[Region labeling items]
----------
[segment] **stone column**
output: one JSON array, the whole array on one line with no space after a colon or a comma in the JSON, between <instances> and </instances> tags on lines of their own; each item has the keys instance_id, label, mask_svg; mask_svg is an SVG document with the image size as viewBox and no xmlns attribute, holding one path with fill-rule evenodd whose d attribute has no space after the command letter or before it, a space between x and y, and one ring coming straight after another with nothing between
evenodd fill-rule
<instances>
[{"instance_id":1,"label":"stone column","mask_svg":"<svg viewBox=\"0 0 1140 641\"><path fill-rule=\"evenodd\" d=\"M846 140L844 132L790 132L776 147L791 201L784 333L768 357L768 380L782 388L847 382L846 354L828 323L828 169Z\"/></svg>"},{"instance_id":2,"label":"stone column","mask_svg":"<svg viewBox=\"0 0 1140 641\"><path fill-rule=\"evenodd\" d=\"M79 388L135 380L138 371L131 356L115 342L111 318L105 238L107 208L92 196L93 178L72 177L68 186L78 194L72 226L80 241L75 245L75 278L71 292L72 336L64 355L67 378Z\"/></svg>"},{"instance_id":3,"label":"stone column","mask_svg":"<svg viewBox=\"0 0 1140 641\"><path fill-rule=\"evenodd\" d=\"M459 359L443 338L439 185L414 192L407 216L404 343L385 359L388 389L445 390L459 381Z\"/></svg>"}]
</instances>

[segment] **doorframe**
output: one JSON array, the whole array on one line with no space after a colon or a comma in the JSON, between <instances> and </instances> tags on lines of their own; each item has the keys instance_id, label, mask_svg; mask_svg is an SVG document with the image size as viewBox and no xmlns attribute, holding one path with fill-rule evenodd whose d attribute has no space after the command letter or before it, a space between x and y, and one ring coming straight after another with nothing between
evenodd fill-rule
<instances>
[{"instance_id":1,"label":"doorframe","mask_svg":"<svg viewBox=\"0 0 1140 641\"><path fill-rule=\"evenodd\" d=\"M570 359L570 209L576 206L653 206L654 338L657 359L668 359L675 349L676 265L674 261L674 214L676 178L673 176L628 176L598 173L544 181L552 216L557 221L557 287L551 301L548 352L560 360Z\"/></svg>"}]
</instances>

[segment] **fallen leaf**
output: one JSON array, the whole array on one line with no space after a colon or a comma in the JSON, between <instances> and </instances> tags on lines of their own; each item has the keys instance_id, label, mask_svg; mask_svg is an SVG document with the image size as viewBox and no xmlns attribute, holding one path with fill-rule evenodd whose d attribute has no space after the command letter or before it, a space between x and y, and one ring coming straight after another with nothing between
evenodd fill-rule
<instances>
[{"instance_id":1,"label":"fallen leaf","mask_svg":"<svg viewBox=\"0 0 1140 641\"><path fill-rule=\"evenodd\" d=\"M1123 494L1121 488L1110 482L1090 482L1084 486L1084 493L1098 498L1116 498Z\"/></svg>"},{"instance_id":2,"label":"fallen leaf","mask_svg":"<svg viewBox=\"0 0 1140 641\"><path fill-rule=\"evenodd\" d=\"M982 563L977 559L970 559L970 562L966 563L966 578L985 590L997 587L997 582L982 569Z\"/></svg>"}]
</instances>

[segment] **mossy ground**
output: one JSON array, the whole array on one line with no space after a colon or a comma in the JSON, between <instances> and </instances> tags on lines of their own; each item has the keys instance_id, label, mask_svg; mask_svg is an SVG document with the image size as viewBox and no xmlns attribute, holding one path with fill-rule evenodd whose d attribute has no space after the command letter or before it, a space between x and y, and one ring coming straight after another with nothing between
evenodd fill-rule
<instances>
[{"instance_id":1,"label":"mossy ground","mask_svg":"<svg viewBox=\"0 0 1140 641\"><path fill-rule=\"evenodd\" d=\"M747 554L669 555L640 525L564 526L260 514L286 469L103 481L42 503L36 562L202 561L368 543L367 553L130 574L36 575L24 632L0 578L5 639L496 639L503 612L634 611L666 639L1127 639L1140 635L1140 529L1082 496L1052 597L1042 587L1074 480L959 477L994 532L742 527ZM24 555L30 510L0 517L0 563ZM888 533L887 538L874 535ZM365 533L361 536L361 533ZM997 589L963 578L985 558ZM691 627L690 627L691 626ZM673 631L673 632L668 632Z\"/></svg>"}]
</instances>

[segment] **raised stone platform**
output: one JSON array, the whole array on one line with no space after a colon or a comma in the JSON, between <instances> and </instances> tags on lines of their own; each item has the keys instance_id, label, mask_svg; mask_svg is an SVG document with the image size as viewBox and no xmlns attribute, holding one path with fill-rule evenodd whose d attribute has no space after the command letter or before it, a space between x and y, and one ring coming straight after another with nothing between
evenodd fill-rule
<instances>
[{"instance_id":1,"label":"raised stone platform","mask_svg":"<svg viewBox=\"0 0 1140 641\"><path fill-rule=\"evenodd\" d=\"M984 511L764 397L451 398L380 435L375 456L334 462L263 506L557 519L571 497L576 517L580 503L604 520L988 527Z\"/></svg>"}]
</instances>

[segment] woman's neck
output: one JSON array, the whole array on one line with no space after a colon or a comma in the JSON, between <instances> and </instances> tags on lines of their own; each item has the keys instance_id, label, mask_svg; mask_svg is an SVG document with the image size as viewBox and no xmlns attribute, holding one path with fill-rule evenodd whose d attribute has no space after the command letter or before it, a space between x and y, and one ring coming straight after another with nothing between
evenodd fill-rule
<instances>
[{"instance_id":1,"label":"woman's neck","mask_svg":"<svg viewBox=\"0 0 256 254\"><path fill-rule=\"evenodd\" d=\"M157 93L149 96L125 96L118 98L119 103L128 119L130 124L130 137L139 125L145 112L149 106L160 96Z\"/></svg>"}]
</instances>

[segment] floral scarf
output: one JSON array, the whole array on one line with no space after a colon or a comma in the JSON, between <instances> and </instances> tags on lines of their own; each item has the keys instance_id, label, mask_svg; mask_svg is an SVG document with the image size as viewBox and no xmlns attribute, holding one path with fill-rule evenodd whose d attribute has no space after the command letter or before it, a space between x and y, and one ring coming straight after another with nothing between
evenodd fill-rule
----------
Problem description:
Convert the lines above into a numbered list, omitting any blank ones.

Reply to the task:
1. [segment] **stone column**
2. output: one JSON array, the whole array on one line with no space after a colon or a comma in the JSON, between <instances> and </instances> tags on lines of their own; each item has the keys instance_id, label, mask_svg; mask_svg is an SVG document with the image size as viewBox and no xmlns attribute, holding one path with fill-rule evenodd whose d attribute has no space after the command letter or before it, a space between x and y, and one ring coming straight after another with nothing between
3. evenodd fill-rule
4. <instances>
5. [{"instance_id":1,"label":"stone column","mask_svg":"<svg viewBox=\"0 0 1140 641\"><path fill-rule=\"evenodd\" d=\"M846 140L844 132L790 132L776 147L791 201L784 333L768 357L768 380L782 388L847 382L846 354L828 323L828 169Z\"/></svg>"},{"instance_id":2,"label":"stone column","mask_svg":"<svg viewBox=\"0 0 1140 641\"><path fill-rule=\"evenodd\" d=\"M79 388L135 380L138 371L131 356L115 342L111 318L105 238L107 208L92 196L93 178L72 177L68 186L78 194L72 226L80 241L75 245L75 278L71 292L72 336L64 355L67 378Z\"/></svg>"},{"instance_id":3,"label":"stone column","mask_svg":"<svg viewBox=\"0 0 1140 641\"><path fill-rule=\"evenodd\" d=\"M459 359L443 338L439 185L414 192L407 216L404 343L385 359L388 389L445 390L459 381Z\"/></svg>"}]
6. </instances>
7. [segment] **doorframe**
8. output: one JSON array, the whole array on one line with no space after a colon or a comma in the JSON, between <instances> and </instances> tags on lines of their own; each item has the keys instance_id, label, mask_svg; mask_svg is an SVG document with the image size as viewBox and no xmlns attribute, holding one path with fill-rule evenodd whose d attribute has no space after the command letter or before it, a space between x and y, and one ring coming straight after another with nothing between
9. evenodd fill-rule
10. <instances>
11. [{"instance_id":1,"label":"doorframe","mask_svg":"<svg viewBox=\"0 0 1140 641\"><path fill-rule=\"evenodd\" d=\"M570 359L570 209L576 206L653 206L654 338L657 359L668 359L675 349L676 265L674 261L674 214L676 178L673 176L628 176L598 173L544 181L552 216L557 221L557 287L551 301L548 352L560 360Z\"/></svg>"}]
12. </instances>
13. [segment] **fallen leaf**
14. output: one JSON array, the whole array on one line with no space after a colon or a comma in the JSON, between <instances> and </instances> tags on lines of their own; each item has the keys instance_id, label, mask_svg; mask_svg is an SVG document with the image size as viewBox and no xmlns attribute, holding one path with fill-rule evenodd whose d attribute has no space after the command letter or before it, a space between x and y, and one ring coming straight after another with nothing between
15. evenodd fill-rule
16. <instances>
17. [{"instance_id":1,"label":"fallen leaf","mask_svg":"<svg viewBox=\"0 0 1140 641\"><path fill-rule=\"evenodd\" d=\"M1123 494L1121 488L1110 482L1090 482L1084 486L1084 493L1098 498L1116 498Z\"/></svg>"},{"instance_id":2,"label":"fallen leaf","mask_svg":"<svg viewBox=\"0 0 1140 641\"><path fill-rule=\"evenodd\" d=\"M982 563L977 559L970 559L970 562L966 563L966 578L985 590L997 587L997 582L982 569Z\"/></svg>"}]
18. </instances>
19. [segment] **mossy ground**
20. output: one JSON array, the whole array on one line with no space after a colon or a comma in the JSON, between <instances> and </instances> tags on lines of their own; each item has the keys instance_id, label, mask_svg; mask_svg is an SVG document with the image size as viewBox and no xmlns attribute, holding one path with fill-rule evenodd whose d attribute has no space after the command letter or before it, a space between x and y, and one ring coming straight after another with nothing between
21. evenodd fill-rule
22. <instances>
23. [{"instance_id":1,"label":"mossy ground","mask_svg":"<svg viewBox=\"0 0 1140 641\"><path fill-rule=\"evenodd\" d=\"M747 554L669 555L640 525L564 526L260 514L286 469L103 481L42 503L36 562L202 561L368 543L367 553L130 574L36 575L24 632L0 578L5 639L496 639L503 612L634 611L666 639L1127 639L1140 635L1140 529L1082 496L1052 597L1042 587L1074 480L959 477L994 532L742 527ZM24 555L30 510L0 517L0 563ZM888 533L887 538L874 535ZM365 533L361 536L361 533ZM997 589L963 578L985 558ZM691 627L690 627L691 626ZM673 631L673 632L668 632Z\"/></svg>"}]
24. </instances>
25. [segment] **raised stone platform**
26. output: one JSON array, the whole array on one line with no space after a colon or a comma in the JSON, between <instances> and </instances> tags on lines of their own; each item has the keys instance_id, label, mask_svg; mask_svg is an SVG document with the image size as viewBox and no xmlns attribute, holding one path with fill-rule evenodd whose d attribute has no space after the command letter or before it, a space between x and y, and one ring coming straight after another with nothing between
27. evenodd fill-rule
28. <instances>
29. [{"instance_id":1,"label":"raised stone platform","mask_svg":"<svg viewBox=\"0 0 1140 641\"><path fill-rule=\"evenodd\" d=\"M984 511L764 397L451 398L380 435L375 456L334 462L263 506L557 519L571 497L576 517L580 503L604 520L988 527Z\"/></svg>"}]
30. </instances>
31. [segment] woman's neck
32. output: one JSON array, the whole array on one line with no space after a colon or a comma in the JSON, between <instances> and </instances> tags on lines of their own; each item has the keys instance_id, label, mask_svg; mask_svg is an SVG document with the image size as viewBox and no xmlns attribute, holding one path with fill-rule evenodd whose d attribute has no space after the command letter or before it, a space between x and y, and one ring coming straight after another with nothing between
33. evenodd fill-rule
34. <instances>
35. [{"instance_id":1,"label":"woman's neck","mask_svg":"<svg viewBox=\"0 0 256 254\"><path fill-rule=\"evenodd\" d=\"M157 93L149 96L125 96L118 98L119 103L128 119L130 124L130 137L139 125L145 112L149 106L160 96Z\"/></svg>"}]
36. </instances>
37. [segment] floral scarf
38. output: one JSON array, the whole array on one line with no space after a colon or a comma in the JSON, between <instances> and </instances> tags on lines of their own; each item has the keys instance_id, label, mask_svg; mask_svg is an SVG document with the image size as viewBox and no xmlns attribute, holding one path with fill-rule evenodd whose d attribute has no space after the command letter or before it, a space between x and y, and one ring coming straight after another with nothing between
39. evenodd fill-rule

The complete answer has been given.